→ Try it
Search the records for lines that contain the word "blue". Copy them all.
[[ Task input, beginning ]]
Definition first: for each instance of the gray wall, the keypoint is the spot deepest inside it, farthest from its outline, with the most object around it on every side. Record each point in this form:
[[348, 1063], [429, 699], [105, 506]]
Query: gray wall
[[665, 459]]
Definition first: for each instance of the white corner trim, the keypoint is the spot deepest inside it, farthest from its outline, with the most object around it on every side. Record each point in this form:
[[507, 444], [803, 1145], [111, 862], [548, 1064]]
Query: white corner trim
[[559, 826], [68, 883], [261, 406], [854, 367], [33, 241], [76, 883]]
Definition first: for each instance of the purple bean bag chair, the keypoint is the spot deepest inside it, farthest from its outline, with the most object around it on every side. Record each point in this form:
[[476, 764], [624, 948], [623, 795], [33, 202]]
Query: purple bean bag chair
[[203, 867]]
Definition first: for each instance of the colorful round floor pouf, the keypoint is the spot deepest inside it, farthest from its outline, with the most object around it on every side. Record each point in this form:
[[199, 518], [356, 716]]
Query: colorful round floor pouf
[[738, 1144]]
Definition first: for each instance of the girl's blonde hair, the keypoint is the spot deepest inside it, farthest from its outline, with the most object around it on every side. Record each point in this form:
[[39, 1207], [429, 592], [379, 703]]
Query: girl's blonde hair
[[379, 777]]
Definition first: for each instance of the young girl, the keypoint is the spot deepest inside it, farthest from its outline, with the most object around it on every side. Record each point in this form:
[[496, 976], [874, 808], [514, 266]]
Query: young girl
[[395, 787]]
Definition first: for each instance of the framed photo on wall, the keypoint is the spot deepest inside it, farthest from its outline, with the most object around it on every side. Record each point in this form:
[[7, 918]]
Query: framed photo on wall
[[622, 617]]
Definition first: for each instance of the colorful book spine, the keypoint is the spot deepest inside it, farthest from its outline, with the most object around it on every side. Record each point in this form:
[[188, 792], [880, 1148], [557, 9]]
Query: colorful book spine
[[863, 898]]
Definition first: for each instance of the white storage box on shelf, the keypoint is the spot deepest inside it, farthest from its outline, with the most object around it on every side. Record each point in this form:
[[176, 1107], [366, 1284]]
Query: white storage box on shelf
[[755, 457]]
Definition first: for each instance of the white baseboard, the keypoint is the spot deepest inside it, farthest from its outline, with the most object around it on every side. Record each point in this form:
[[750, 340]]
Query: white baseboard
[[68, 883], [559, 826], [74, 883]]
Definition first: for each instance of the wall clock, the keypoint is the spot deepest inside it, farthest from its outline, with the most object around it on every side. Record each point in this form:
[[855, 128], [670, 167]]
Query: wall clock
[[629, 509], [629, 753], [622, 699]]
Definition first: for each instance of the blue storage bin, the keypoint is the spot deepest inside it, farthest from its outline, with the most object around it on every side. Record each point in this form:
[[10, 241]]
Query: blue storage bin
[[ Task input, end ]]
→ Reply to the task
Definition first: for each instance of the blue storage bin, the keypoint is the spot deepest inside it, farthest from its outline, with the most object around it on every side. Record each point in this form:
Query: blue storage bin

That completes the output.